Items listed in a dataset

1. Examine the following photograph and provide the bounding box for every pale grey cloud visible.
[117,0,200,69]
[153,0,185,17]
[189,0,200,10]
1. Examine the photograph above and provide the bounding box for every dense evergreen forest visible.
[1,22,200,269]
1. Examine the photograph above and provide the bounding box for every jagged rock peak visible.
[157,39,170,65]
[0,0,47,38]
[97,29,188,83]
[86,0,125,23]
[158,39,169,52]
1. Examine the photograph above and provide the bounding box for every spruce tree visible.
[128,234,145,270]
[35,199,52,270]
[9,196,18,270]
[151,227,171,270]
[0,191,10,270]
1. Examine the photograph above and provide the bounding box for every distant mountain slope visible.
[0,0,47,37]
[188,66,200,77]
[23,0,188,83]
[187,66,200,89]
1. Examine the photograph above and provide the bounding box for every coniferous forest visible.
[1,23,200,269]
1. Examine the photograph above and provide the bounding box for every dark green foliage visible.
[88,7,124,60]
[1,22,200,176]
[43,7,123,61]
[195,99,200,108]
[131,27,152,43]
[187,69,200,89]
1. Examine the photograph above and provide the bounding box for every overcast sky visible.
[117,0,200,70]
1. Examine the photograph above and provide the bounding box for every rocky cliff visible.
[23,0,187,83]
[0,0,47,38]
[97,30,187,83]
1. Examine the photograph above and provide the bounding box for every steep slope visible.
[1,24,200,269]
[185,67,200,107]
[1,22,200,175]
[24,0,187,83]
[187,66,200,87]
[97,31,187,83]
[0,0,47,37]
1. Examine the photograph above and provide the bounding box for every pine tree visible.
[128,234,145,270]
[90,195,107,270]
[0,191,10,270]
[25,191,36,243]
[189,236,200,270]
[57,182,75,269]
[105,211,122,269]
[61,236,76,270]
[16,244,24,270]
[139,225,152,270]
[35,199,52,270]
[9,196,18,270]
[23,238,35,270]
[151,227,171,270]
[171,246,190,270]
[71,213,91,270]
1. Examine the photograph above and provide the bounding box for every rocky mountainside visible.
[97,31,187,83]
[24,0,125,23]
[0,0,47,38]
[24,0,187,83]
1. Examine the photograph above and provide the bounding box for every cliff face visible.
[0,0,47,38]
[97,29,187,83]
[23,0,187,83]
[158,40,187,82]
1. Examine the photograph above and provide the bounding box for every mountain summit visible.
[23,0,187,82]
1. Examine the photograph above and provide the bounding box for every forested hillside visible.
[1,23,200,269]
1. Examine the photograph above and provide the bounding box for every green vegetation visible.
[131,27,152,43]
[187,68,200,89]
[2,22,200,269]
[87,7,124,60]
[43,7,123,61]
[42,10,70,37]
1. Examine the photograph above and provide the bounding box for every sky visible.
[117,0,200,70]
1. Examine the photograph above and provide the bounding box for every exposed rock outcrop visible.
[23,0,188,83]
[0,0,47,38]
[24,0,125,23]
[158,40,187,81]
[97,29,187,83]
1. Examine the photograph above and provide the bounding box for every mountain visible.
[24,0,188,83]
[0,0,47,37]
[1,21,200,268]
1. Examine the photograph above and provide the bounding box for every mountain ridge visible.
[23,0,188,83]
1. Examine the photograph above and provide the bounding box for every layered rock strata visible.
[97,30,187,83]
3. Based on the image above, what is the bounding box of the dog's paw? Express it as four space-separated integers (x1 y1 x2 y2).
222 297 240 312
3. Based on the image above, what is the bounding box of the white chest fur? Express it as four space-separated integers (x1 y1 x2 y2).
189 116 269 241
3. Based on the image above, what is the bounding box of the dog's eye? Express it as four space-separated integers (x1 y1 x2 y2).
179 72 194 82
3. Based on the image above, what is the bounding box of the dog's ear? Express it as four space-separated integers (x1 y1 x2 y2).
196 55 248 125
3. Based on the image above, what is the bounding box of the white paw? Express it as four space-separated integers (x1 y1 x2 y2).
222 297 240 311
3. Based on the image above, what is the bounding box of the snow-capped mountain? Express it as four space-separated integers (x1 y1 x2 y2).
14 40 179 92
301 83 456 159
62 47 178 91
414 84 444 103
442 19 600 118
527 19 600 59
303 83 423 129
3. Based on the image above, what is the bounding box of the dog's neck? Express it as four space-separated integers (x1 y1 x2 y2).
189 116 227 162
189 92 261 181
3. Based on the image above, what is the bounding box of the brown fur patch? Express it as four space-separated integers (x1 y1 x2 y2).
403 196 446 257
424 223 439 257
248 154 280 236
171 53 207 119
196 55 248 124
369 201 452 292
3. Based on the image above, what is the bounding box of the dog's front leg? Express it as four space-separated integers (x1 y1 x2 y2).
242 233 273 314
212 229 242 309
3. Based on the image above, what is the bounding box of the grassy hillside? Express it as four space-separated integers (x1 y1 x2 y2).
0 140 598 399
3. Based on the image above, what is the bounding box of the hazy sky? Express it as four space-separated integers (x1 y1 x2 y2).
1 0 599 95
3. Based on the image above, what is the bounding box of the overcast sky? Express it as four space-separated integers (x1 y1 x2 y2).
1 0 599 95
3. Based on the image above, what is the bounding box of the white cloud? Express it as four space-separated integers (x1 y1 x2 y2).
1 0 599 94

PROBLEM TO WORK ON: Transcribe the records above exactly, keeping every line.

RESPONSE:
1. Examine the following photograph and provide the bounding box for every pale grey cloud visible.
[117,0,200,69]
[153,0,185,17]
[189,0,200,10]
1. Examine the photograph above and provide the bounding box for every dense evergreen forest visible.
[1,22,200,269]
1. Examine the photograph above and provide the bounding box for every jagged rock peak visible.
[157,39,170,65]
[0,0,47,38]
[97,29,188,83]
[86,0,125,23]
[158,39,169,52]
1. Examine the photograph above and provide the bounding box for every spruce tree visible.
[128,234,145,270]
[35,199,52,270]
[9,196,18,270]
[151,227,171,270]
[0,191,10,270]
1. Examine the photograph above and provide the bounding box for every distant mountain slope visible.
[0,0,47,37]
[188,66,200,77]
[23,0,188,83]
[187,66,200,89]
1. Examine the photograph above and provide the bounding box for every coniferous forest visible.
[1,23,200,269]
1. Examine the photograph above and provide the bounding box for every dark green foliage visible.
[88,7,124,60]
[1,22,200,176]
[43,7,123,61]
[195,99,200,108]
[131,27,152,43]
[187,69,200,89]
1. Examine the photograph above and provide the bounding box for every overcast sky visible.
[117,0,200,70]
1. Examine the photograph above and provide the bounding box for every rocky cliff visible.
[23,0,187,83]
[0,0,47,38]
[97,30,187,83]
1. Examine the photograph above and provide the bounding box for every steep slope visible.
[1,24,200,269]
[185,67,200,107]
[1,22,200,175]
[24,0,187,83]
[187,66,200,87]
[97,31,187,83]
[0,0,47,37]
1. Examine the photograph above and provide the bounding box for every pine tree visible.
[128,234,145,270]
[90,195,107,270]
[0,191,10,270]
[25,191,36,243]
[189,236,200,270]
[57,182,75,269]
[105,211,122,269]
[61,236,76,270]
[16,244,24,270]
[139,225,152,270]
[35,199,52,270]
[9,196,18,270]
[23,238,35,270]
[151,227,171,270]
[171,246,190,270]
[71,213,91,270]
1. Examine the photograph above and provide the bounding box for every rocky mountainside visible.
[97,31,187,83]
[24,0,125,23]
[0,0,47,38]
[24,0,187,83]
1. Examine the photograph above and provide the bounding box for every cliff face visible.
[0,0,47,38]
[97,29,187,83]
[23,0,187,83]
[158,40,187,82]
1. Examine the photograph above and provide the bounding box for every mountain summit visible.
[23,0,187,82]
1. Examine the photograph above and provide the bounding box for every forested hillside visible.
[1,23,200,269]
1. Examine the photograph above and provide the bounding box for every green vegetation visible.
[131,27,152,43]
[187,68,200,89]
[2,22,200,269]
[87,7,124,60]
[43,7,123,61]
[42,10,70,37]
1. Examine the photograph above and provide the bounding box for every sky visible.
[117,0,200,70]
1. Examine the photograph above and provide the bounding box for every exposed rock outcrop visible.
[23,0,188,83]
[0,0,47,38]
[24,0,125,23]
[158,40,187,81]
[97,29,187,83]
1. Examine the photograph above and provide the bounding box for every mountain visible.
[24,0,188,83]
[0,0,47,37]
[1,21,200,268]
1. Examine the photograph above and provide the bounding box for every mountain ridge visible.
[23,0,188,83]
1. Examine the photograph above and provide the bounding box for every layered rock strata visible.
[97,30,187,83]
3. Based on the image above, what is the bounding box of the dog's paw? Express it as four space-separated integers (x1 y1 x2 y2).
222 297 240 312
3. Based on the image above, what is the bounding box of the white chest fur? Express it as four space-separated integers (x1 y1 x2 y2).
189 116 269 241
3. Based on the image above, what is the bounding box of the dog's eye? Express it as four space-separated integers (x1 y1 x2 y2).
179 72 194 82
3. Based on the image above, what is the bounding box of the dog's ear? Express it as four space-separated integers (x1 y1 x2 y2).
196 55 248 125
3. Based on the image above, what is the bounding box of the white paw? Express it as four space-separated integers (x1 y1 x2 y2).
222 297 240 311
3. Based on the image above, what is the bounding box of the snow-capped mountain? Express it as four space-separated integers (x1 y1 x2 y2).
14 40 179 92
301 83 456 159
62 47 178 91
414 84 444 103
442 19 600 118
527 19 600 59
303 83 423 129
3. Based on the image above, what is the bounding box of the dog's neck? Express it as four space-separated integers (x1 y1 x2 y2).
189 116 227 162
189 92 261 181
3. Based on the image above, what is the bounding box of the brown fur patch? Express it as four space-separated integers (x1 y1 x2 y2).
403 196 446 257
424 223 439 257
248 154 280 236
171 53 207 119
196 55 248 124
369 201 452 292
3. Based on the image above, what is the bounding box of the dog's front leg? Express it as four space-separated integers (x1 y1 x2 y2).
242 233 273 314
212 229 242 309
3. Based on the image above, what is the bounding box of the grassy hillside? Express it as four space-separated integers (x1 y1 x2 y2).
0 140 598 399
3. Based on the image above, what is the bounding box of the hazy sky? Express it as four space-separated integers (x1 y1 x2 y2).
1 0 599 95
3. Based on the image above, what is the bounding box of the overcast sky? Express it as four space-separated integers (x1 y1 x2 y2).
1 0 599 95
3. Based on the image above, what is the bounding box of the white cloud? Express it as four space-separated integers (x1 y1 x2 y2).
1 0 599 94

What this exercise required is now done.